** START MATERIAL SHOWN **
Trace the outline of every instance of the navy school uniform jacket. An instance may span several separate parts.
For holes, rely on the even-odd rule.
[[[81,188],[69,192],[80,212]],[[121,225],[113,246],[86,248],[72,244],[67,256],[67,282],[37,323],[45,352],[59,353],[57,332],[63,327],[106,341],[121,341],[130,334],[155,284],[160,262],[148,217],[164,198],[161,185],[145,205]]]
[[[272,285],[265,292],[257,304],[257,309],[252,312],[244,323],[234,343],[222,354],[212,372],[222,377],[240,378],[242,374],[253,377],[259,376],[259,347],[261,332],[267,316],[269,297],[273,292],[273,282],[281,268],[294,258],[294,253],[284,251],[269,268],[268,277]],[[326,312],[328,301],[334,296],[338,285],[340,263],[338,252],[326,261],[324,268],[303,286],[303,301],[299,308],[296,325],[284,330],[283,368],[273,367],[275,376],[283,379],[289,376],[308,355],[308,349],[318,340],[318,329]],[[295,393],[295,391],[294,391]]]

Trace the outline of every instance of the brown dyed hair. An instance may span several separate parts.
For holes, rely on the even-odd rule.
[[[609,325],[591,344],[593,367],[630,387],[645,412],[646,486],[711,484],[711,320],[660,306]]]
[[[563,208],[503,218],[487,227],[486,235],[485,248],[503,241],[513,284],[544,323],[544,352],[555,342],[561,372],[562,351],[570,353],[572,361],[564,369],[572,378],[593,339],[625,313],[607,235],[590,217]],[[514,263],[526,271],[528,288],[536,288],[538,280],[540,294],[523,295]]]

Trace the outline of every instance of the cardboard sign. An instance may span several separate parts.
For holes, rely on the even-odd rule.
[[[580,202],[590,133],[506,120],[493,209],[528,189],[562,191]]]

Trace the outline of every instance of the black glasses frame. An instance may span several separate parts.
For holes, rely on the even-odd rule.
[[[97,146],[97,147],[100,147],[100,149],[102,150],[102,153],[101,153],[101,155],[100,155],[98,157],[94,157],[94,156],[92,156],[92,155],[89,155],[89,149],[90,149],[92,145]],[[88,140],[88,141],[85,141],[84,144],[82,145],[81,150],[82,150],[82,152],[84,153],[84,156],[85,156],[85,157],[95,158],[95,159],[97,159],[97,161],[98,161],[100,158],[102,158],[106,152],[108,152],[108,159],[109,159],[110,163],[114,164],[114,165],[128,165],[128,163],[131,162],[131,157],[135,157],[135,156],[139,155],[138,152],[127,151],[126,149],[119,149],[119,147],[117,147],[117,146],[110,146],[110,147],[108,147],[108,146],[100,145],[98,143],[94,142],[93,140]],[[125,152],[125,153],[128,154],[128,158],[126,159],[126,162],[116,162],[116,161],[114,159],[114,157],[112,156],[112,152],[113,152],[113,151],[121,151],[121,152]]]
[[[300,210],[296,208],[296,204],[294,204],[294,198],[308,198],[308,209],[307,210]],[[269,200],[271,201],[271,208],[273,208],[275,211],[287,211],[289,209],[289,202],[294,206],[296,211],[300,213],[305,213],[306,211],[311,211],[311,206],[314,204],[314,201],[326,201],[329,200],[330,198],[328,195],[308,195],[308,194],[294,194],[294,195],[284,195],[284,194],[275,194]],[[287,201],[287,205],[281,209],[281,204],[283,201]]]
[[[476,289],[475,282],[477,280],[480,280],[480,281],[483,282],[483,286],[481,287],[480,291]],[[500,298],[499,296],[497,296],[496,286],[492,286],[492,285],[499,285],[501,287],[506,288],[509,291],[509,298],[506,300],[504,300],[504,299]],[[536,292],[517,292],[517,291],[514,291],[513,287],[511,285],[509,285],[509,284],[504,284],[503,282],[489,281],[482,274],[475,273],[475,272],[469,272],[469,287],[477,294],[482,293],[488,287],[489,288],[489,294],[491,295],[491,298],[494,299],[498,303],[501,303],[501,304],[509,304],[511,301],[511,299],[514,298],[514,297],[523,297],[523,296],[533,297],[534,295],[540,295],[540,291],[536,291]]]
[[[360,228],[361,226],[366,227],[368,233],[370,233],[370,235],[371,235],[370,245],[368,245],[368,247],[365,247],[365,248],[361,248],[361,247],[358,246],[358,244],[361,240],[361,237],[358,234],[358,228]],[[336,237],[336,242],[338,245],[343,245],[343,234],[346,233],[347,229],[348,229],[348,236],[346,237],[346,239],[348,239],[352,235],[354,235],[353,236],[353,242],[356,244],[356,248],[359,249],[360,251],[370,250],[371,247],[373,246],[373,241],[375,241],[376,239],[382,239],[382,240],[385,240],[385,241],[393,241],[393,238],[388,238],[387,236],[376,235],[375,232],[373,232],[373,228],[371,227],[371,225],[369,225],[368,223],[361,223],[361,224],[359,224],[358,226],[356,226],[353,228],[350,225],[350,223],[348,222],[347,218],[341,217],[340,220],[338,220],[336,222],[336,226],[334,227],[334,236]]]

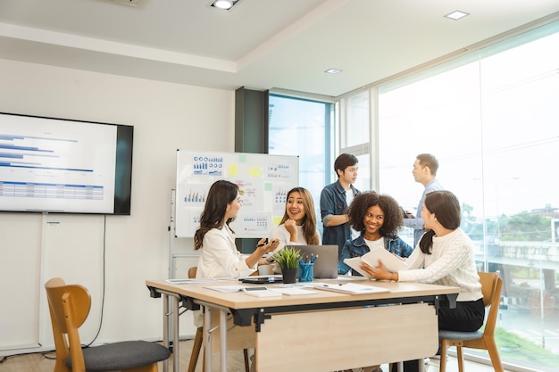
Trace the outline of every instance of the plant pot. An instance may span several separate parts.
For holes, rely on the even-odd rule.
[[[293,284],[297,277],[297,269],[282,269],[281,276],[284,284]]]

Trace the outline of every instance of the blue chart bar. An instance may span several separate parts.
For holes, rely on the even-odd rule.
[[[0,196],[103,200],[102,186],[0,181]]]
[[[16,141],[24,142],[24,141],[35,140],[45,142],[45,145],[36,146],[36,145],[17,145]],[[28,157],[35,157],[38,159],[43,159],[45,161],[59,160],[60,155],[56,153],[56,151],[49,148],[46,144],[54,144],[54,143],[69,143],[69,144],[77,144],[78,141],[73,139],[64,139],[64,138],[48,138],[48,137],[40,137],[40,136],[14,136],[9,134],[2,134],[0,133],[0,167],[9,167],[9,168],[23,168],[23,169],[44,169],[44,170],[67,170],[67,171],[76,171],[76,172],[92,172],[93,169],[81,169],[81,168],[65,168],[65,167],[55,167],[53,165],[44,164],[44,163],[37,163],[37,162],[28,162],[25,161],[25,159]],[[3,160],[4,159],[4,160]],[[10,161],[9,159],[19,159],[23,161]]]

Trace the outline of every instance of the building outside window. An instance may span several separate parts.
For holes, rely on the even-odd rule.
[[[555,21],[372,86],[370,98],[359,92],[340,101],[340,133],[362,128],[366,116],[371,128],[368,143],[349,136],[340,151],[362,149],[373,165],[370,187],[404,208],[414,211],[423,191],[412,176],[415,156],[437,156],[479,269],[498,269],[505,281],[497,344],[504,363],[520,369],[559,365],[557,51]]]

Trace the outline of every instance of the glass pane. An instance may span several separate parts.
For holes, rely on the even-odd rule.
[[[321,192],[332,168],[327,141],[331,111],[328,103],[270,95],[269,153],[299,157],[299,186],[313,194],[317,221]]]
[[[342,147],[350,147],[370,141],[369,92],[361,93],[347,100],[347,118]],[[361,162],[361,161],[360,161]]]
[[[437,178],[462,203],[479,269],[498,269],[505,281],[501,359],[552,371],[559,360],[559,22],[544,29],[482,50],[477,61],[468,55],[380,87],[379,157],[380,192],[410,211],[423,191],[412,177],[415,156],[438,157]]]

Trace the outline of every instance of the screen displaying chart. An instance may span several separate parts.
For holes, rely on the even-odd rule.
[[[113,213],[118,128],[0,114],[0,209]]]

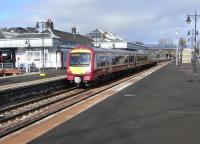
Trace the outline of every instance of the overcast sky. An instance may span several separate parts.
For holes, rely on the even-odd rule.
[[[200,14],[200,0],[0,0],[0,27],[34,27],[52,19],[58,30],[77,27],[80,34],[99,28],[130,41],[157,43],[186,37],[194,27],[187,14]],[[198,20],[200,26],[200,19]]]

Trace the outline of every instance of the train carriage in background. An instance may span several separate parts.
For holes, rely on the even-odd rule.
[[[69,52],[67,79],[88,84],[153,63],[146,53],[80,46]]]

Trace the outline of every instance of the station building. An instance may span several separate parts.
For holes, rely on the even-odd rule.
[[[156,60],[171,60],[176,58],[176,45],[174,44],[147,44],[148,50]]]
[[[110,32],[105,32],[100,29],[95,29],[87,34],[88,37],[93,39],[93,46],[101,48],[114,48],[114,49],[124,49],[131,51],[147,50],[141,42],[131,42],[127,41],[116,34]]]
[[[64,68],[69,49],[91,45],[92,39],[48,27],[38,33],[0,32],[0,63],[4,68]]]

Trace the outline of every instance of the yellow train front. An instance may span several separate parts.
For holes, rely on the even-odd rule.
[[[93,80],[94,51],[89,47],[77,47],[67,58],[67,80],[76,84]]]

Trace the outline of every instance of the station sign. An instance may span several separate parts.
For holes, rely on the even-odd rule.
[[[8,54],[7,53],[2,53],[2,56],[7,56]]]

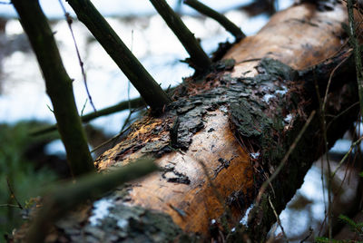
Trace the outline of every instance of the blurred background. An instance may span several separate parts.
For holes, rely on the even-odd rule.
[[[193,70],[182,63],[188,57],[182,45],[156,14],[147,0],[92,1],[162,88],[173,87]],[[291,0],[209,0],[201,1],[223,13],[240,26],[247,35],[256,34],[274,13],[291,5]],[[42,0],[41,5],[55,33],[64,63],[71,78],[80,113],[93,112],[88,101],[81,69],[64,14],[58,0]],[[168,1],[182,16],[186,25],[201,39],[203,49],[211,53],[219,43],[234,38],[214,20],[206,18],[181,1]],[[89,31],[74,16],[72,24],[87,75],[87,84],[97,110],[138,97]],[[125,110],[92,121],[86,125],[91,149],[118,134],[127,124],[137,119],[143,109]],[[0,5],[0,242],[3,235],[11,234],[26,217],[26,208],[36,200],[39,191],[51,182],[69,177],[64,149],[56,132],[31,136],[39,127],[53,124],[55,120],[52,104],[45,93],[36,59],[27,37],[11,5]],[[330,163],[337,168],[342,156],[349,150],[352,138],[359,134],[357,123],[329,151]],[[104,151],[101,148],[96,157]],[[357,194],[361,160],[355,160],[359,150],[354,150],[348,162],[338,170],[333,181],[334,211],[346,213],[360,200]],[[288,208],[280,214],[281,225],[290,242],[312,242],[316,236],[325,234],[327,185],[322,179],[326,161],[317,161],[306,175],[305,183],[296,193]],[[351,212],[348,212],[352,214]],[[347,213],[347,214],[348,214]],[[337,223],[338,233],[344,224]],[[284,241],[280,226],[271,228],[271,241]]]

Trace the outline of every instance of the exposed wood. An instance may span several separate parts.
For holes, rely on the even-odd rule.
[[[280,212],[313,160],[324,152],[319,115],[273,181],[273,190],[269,188],[260,206],[252,209],[249,228],[239,221],[307,117],[319,109],[311,87],[315,88],[315,82],[321,83],[319,89],[325,87],[327,77],[339,62],[345,72],[334,75],[335,86],[327,106],[327,112],[334,117],[327,121],[331,122],[329,146],[357,117],[358,107],[352,106],[358,101],[355,73],[347,72],[351,66],[350,51],[343,48],[347,35],[341,24],[347,22],[346,8],[338,3],[331,11],[319,12],[316,5],[303,4],[278,13],[255,36],[243,39],[225,55],[236,60],[232,70],[231,62],[219,63],[202,81],[186,81],[160,117],[148,116],[134,123],[128,137],[103,154],[96,166],[104,170],[152,154],[159,158],[156,162],[163,171],[109,195],[107,199],[115,205],[111,216],[97,227],[90,226],[87,218],[82,222],[87,240],[183,238],[175,225],[184,232],[214,238],[218,230],[229,234],[228,227],[236,226],[236,231],[250,233],[252,241],[263,240],[276,219],[267,199]],[[336,58],[327,60],[332,56]],[[322,80],[314,79],[315,72],[321,73],[317,77]],[[338,116],[342,112],[344,116]],[[169,215],[172,221],[163,220],[166,226],[153,222],[151,229],[144,214],[116,215],[117,209],[124,207],[129,211],[152,209]],[[112,228],[106,224],[110,219],[127,224]],[[221,226],[211,228],[211,219]],[[66,235],[74,232],[75,240],[84,233],[83,229],[72,231],[80,224],[58,225],[57,228]],[[170,228],[173,234],[167,231]],[[104,238],[95,230],[103,230]],[[189,237],[195,239],[195,235]]]

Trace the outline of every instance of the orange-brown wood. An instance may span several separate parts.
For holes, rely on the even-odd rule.
[[[255,66],[259,63],[256,59],[264,57],[303,69],[341,48],[343,42],[339,36],[344,34],[341,24],[347,21],[346,9],[340,5],[327,12],[319,12],[309,4],[293,6],[274,15],[255,36],[235,44],[225,58],[236,60],[231,72],[236,77],[256,75]],[[251,151],[242,148],[234,137],[223,107],[208,112],[204,119],[205,127],[193,136],[187,151],[176,151],[157,160],[162,167],[174,167],[176,171],[186,175],[190,184],[167,182],[165,178],[172,177],[172,172],[164,173],[164,178],[161,172],[155,173],[132,185],[127,202],[166,212],[182,228],[202,234],[208,232],[210,220],[224,212],[228,197],[239,190],[249,197],[254,190]],[[104,170],[145,155],[142,149],[132,152],[125,150],[132,139],[147,140],[161,146],[168,144],[167,130],[162,130],[160,134],[150,134],[150,131],[170,123],[171,121],[162,118],[143,121],[134,126],[126,141],[106,151],[96,163]],[[221,158],[231,161],[228,168],[221,167]],[[232,207],[233,218],[240,219],[244,209]]]

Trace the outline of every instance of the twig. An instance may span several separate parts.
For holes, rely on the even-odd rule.
[[[275,207],[273,207],[273,204],[272,204],[272,202],[271,202],[271,199],[270,199],[270,196],[269,196],[269,202],[270,202],[270,206],[271,209],[272,209],[273,213],[275,214],[276,221],[278,222],[278,225],[279,225],[280,228],[281,228],[282,235],[284,236],[285,240],[286,240],[285,242],[289,243],[288,237],[286,236],[285,230],[284,230],[284,228],[283,228],[283,227],[282,227],[282,224],[281,224],[281,221],[280,220],[280,217],[279,217],[278,213],[276,212]]]
[[[360,143],[360,141],[363,140],[363,137],[360,137],[358,141],[356,141],[355,142],[353,142],[350,145],[349,150],[348,151],[348,152],[346,152],[346,154],[344,155],[344,157],[340,160],[340,161],[338,162],[336,170],[334,170],[334,172],[331,174],[330,178],[333,179],[335,177],[335,175],[337,174],[337,171],[339,170],[340,166],[344,163],[344,161],[347,160],[348,156],[351,153],[351,151],[353,151],[354,147],[356,147],[357,145],[358,145]]]
[[[48,20],[38,1],[12,0],[12,3],[41,67],[72,174],[79,176],[94,171],[74,101],[72,79],[63,64]]]
[[[356,36],[356,28],[354,26],[354,14],[353,14],[353,2],[352,0],[347,1],[348,24],[349,24],[349,37],[351,38],[351,44],[353,45],[354,59],[356,61],[356,73],[357,82],[359,94],[360,103],[360,115],[363,115],[363,73],[362,73],[362,59],[360,57],[360,47],[359,43]]]
[[[95,152],[96,151],[98,151],[102,147],[107,145],[108,143],[113,142],[113,141],[116,141],[126,131],[128,131],[130,129],[130,127],[131,127],[131,125],[128,126],[127,128],[125,128],[123,131],[120,131],[119,134],[113,136],[113,138],[109,139],[106,141],[103,141],[103,143],[101,143],[100,145],[95,147],[93,150],[92,150],[91,152]]]
[[[22,204],[20,204],[19,200],[16,199],[15,193],[14,192],[13,188],[10,185],[9,179],[7,177],[6,177],[6,183],[7,183],[7,188],[9,189],[11,197],[15,200],[17,207],[19,207],[21,209],[24,209]]]
[[[261,188],[260,189],[259,194],[256,199],[256,204],[260,203],[260,200],[262,197],[262,194],[265,192],[267,187],[272,182],[272,180],[279,175],[280,171],[282,170],[283,166],[285,165],[286,161],[288,160],[289,155],[295,150],[295,147],[298,145],[298,142],[301,139],[302,135],[304,134],[305,131],[307,130],[308,126],[310,124],[312,119],[315,116],[316,112],[312,111],[310,115],[309,116],[307,122],[305,122],[304,126],[302,127],[301,131],[299,132],[298,136],[296,137],[295,141],[292,142],[291,146],[289,146],[288,152],[285,154],[284,158],[282,159],[281,162],[279,164],[276,170],[273,174],[263,182]]]
[[[44,197],[44,206],[31,225],[25,242],[44,242],[55,220],[87,199],[94,199],[107,191],[130,180],[143,177],[158,170],[150,159],[139,160],[108,174],[88,174],[74,184],[73,181],[58,185]]]
[[[234,24],[231,20],[229,20],[225,15],[218,13],[217,11],[211,9],[211,7],[203,5],[198,0],[184,0],[184,4],[194,8],[198,12],[201,12],[204,15],[207,15],[222,25],[228,32],[230,32],[236,38],[237,41],[246,37],[246,34],[240,30],[239,26]]]
[[[58,0],[58,2],[59,2],[59,5],[62,7],[63,12],[64,13],[64,17],[65,17],[65,20],[67,22],[69,30],[71,32],[72,38],[74,40],[74,47],[75,47],[75,53],[77,53],[77,58],[78,58],[78,62],[79,62],[79,64],[80,64],[80,67],[81,67],[81,72],[82,72],[82,77],[83,78],[83,83],[84,83],[85,91],[87,92],[88,99],[90,100],[90,103],[92,105],[92,108],[93,108],[94,112],[97,112],[96,108],[94,107],[93,102],[92,101],[90,91],[88,90],[87,79],[86,79],[84,67],[83,67],[83,62],[82,61],[81,54],[80,54],[80,52],[79,52],[79,49],[78,49],[78,44],[77,44],[77,42],[75,41],[74,33],[73,28],[72,28],[73,19],[72,19],[71,15],[69,15],[69,13],[65,10],[65,7],[62,3],[62,0]]]
[[[191,64],[199,71],[205,71],[209,68],[211,62],[201,44],[195,39],[194,34],[185,26],[182,19],[168,5],[165,0],[150,0],[159,15],[164,19],[166,24],[178,37],[185,50],[191,56]]]
[[[83,123],[88,122],[90,122],[93,119],[96,119],[98,117],[101,117],[101,116],[105,116],[105,115],[109,115],[112,113],[115,113],[118,112],[127,110],[127,109],[129,109],[129,103],[131,104],[131,108],[140,108],[142,105],[145,105],[145,102],[140,97],[130,100],[130,101],[121,102],[118,104],[115,104],[115,105],[113,105],[113,106],[110,106],[110,107],[107,107],[107,108],[104,108],[102,110],[98,110],[97,112],[91,112],[91,113],[85,114],[83,116],[81,116],[82,122],[83,122]],[[45,128],[41,128],[41,129],[38,129],[37,131],[30,132],[30,135],[38,136],[38,135],[42,135],[46,132],[55,131],[56,129],[57,129],[56,124],[51,125],[51,126],[46,126]]]
[[[91,31],[132,85],[154,111],[160,112],[171,100],[159,83],[127,48],[90,0],[67,0],[78,19]]]

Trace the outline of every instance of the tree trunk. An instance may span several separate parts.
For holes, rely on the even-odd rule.
[[[302,4],[278,13],[208,75],[187,79],[162,115],[135,122],[95,161],[104,170],[152,156],[162,171],[104,197],[113,206],[96,225],[88,204],[60,220],[47,239],[263,240],[276,221],[271,204],[280,213],[325,151],[319,96],[330,76],[329,146],[357,119],[355,67],[342,27],[347,10],[333,5]],[[282,170],[259,195],[289,151]],[[241,220],[249,208],[249,219]]]

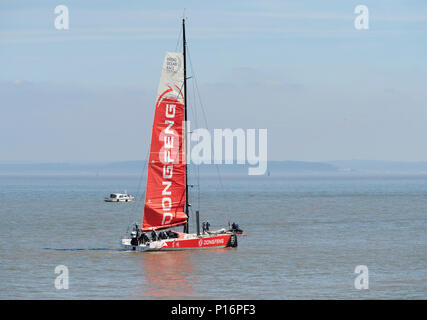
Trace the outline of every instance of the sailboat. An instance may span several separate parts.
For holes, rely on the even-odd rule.
[[[185,19],[182,20],[182,52],[167,52],[162,68],[151,135],[142,227],[135,224],[122,240],[126,250],[167,251],[237,247],[238,225],[189,232],[187,170],[187,73]],[[173,228],[183,227],[182,232]]]

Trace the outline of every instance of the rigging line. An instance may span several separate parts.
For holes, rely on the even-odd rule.
[[[200,90],[199,90],[199,86],[198,86],[198,84],[197,84],[196,72],[194,71],[194,68],[193,68],[193,63],[192,63],[192,61],[191,61],[191,55],[190,55],[190,49],[189,49],[189,47],[188,47],[188,46],[187,46],[187,54],[188,54],[188,60],[190,61],[191,73],[192,73],[192,75],[193,75],[193,77],[194,77],[194,83],[195,83],[195,88],[196,88],[197,95],[198,95],[198,98],[199,98],[200,107],[201,107],[201,109],[202,109],[203,119],[205,120],[206,129],[208,129],[208,130],[209,130],[208,120],[207,120],[207,117],[206,117],[205,108],[203,107],[202,98],[201,98],[201,96],[200,96]],[[220,172],[219,172],[218,164],[215,164],[215,167],[216,167],[216,171],[217,171],[217,175],[218,175],[219,184],[220,184],[220,186],[221,186],[221,191],[222,191],[222,193],[223,193],[223,195],[224,195],[224,197],[225,197],[224,185],[223,185],[223,183],[222,183],[222,178],[221,178],[221,174],[220,174]]]
[[[193,70],[191,70],[193,72]],[[198,117],[197,117],[197,106],[196,106],[196,89],[194,85],[194,81],[192,81],[193,84],[193,111],[194,111],[194,118],[196,119],[196,127],[199,127],[198,124]],[[197,181],[197,208],[200,210],[200,166],[197,166],[196,169],[196,181]]]
[[[182,33],[182,28],[179,28],[179,34],[178,34],[178,40],[176,41],[176,46],[175,46],[175,52],[178,50],[178,45],[180,44],[180,40],[181,40],[181,33]]]

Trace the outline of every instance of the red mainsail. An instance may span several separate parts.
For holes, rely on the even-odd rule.
[[[142,231],[187,222],[183,68],[182,53],[166,53],[151,134]]]

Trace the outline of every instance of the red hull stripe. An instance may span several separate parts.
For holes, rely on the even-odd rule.
[[[207,238],[182,239],[165,242],[167,245],[160,250],[179,250],[179,249],[203,249],[203,248],[223,248],[226,247],[231,235],[221,235]]]

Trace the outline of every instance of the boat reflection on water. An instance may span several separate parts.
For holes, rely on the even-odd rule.
[[[193,295],[191,252],[150,252],[139,254],[144,283],[140,294],[143,298],[180,298]]]
[[[209,254],[204,250],[136,253],[144,278],[136,295],[142,299],[197,299],[198,266],[228,250],[233,249],[211,249]]]

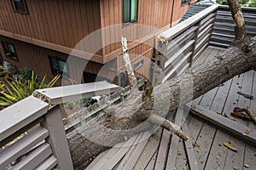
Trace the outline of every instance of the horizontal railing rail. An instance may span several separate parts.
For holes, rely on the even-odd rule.
[[[107,82],[36,90],[1,110],[0,169],[73,169],[59,104],[119,91]]]
[[[183,72],[207,47],[218,5],[212,5],[156,37],[153,84]]]
[[[256,8],[242,7],[247,36],[256,36]],[[234,41],[234,21],[228,6],[220,5],[217,11],[210,44],[228,48]]]
[[[137,81],[138,88],[144,85],[144,79],[140,78]],[[118,89],[118,88],[116,88]],[[69,115],[67,118],[63,118],[63,123],[65,125],[66,132],[71,132],[74,127],[81,125],[81,123],[86,122],[87,119],[92,116],[99,113],[102,110],[108,107],[108,102],[113,104],[117,101],[123,101],[130,94],[130,86],[119,88],[119,91],[113,92],[109,95],[106,95],[100,99],[99,101],[93,105],[84,107],[79,111]]]
[[[0,169],[73,169],[60,110],[33,96],[0,111]]]

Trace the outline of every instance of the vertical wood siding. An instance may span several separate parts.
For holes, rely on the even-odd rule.
[[[47,75],[47,81],[54,77],[51,72],[49,56],[53,56],[58,60],[66,61],[68,58],[68,54],[58,53],[53,50],[43,48],[38,46],[31,45],[23,42],[19,42],[11,38],[4,37],[0,36],[1,42],[6,42],[12,43],[15,46],[16,54],[19,61],[13,60],[9,58],[6,58],[5,53],[3,51],[2,43],[0,43],[0,54],[4,61],[7,61],[14,65],[15,65],[19,70],[24,67],[32,69],[36,74],[38,74],[41,78],[44,75]],[[81,60],[81,59],[79,59]],[[85,67],[84,71],[89,73],[97,74],[102,69],[103,65],[90,61]],[[111,67],[115,69],[115,65],[113,65]],[[71,65],[68,70],[75,69],[76,65]],[[75,72],[75,71],[72,71]],[[83,73],[81,73],[83,74]],[[110,74],[110,76],[108,75]],[[104,76],[112,76],[113,73],[106,72]],[[70,75],[72,76],[72,75]],[[73,78],[73,77],[71,77]],[[76,77],[77,78],[77,77]],[[83,77],[80,77],[83,79]],[[79,80],[76,79],[78,82]]]
[[[26,0],[26,3],[27,14],[22,14],[14,11],[11,0],[0,1],[0,30],[74,48],[101,28],[99,1]]]

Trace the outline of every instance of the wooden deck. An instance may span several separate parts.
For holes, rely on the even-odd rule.
[[[208,47],[194,65],[222,50]],[[237,94],[242,92],[255,97],[255,79],[256,71],[253,71],[236,76],[195,99],[193,104],[228,117],[236,106],[249,107],[255,113],[255,98],[248,99]],[[135,135],[126,144],[119,144],[102,153],[87,169],[256,169],[255,145],[232,136],[191,113],[185,118],[183,109],[168,118],[182,125],[190,139],[183,142],[160,128],[146,140],[143,136],[147,135],[147,132]],[[183,123],[183,121],[185,123]],[[256,130],[252,122],[239,118],[236,118],[236,122],[247,126],[248,129]],[[224,142],[235,146],[237,151],[226,148]],[[127,143],[135,144],[125,146]],[[248,167],[246,167],[247,165]]]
** END MATERIAL SHOWN **
Find each line in the records above that contains the word "chart", and copy those lines.

### ANSWER TO THE PROBLEM
Trace the outline of every instance of the blue chart bar. An instance may span several separate parts.
Trace the outline of every instance of the screen displaying chart. An instance may span several separate parts.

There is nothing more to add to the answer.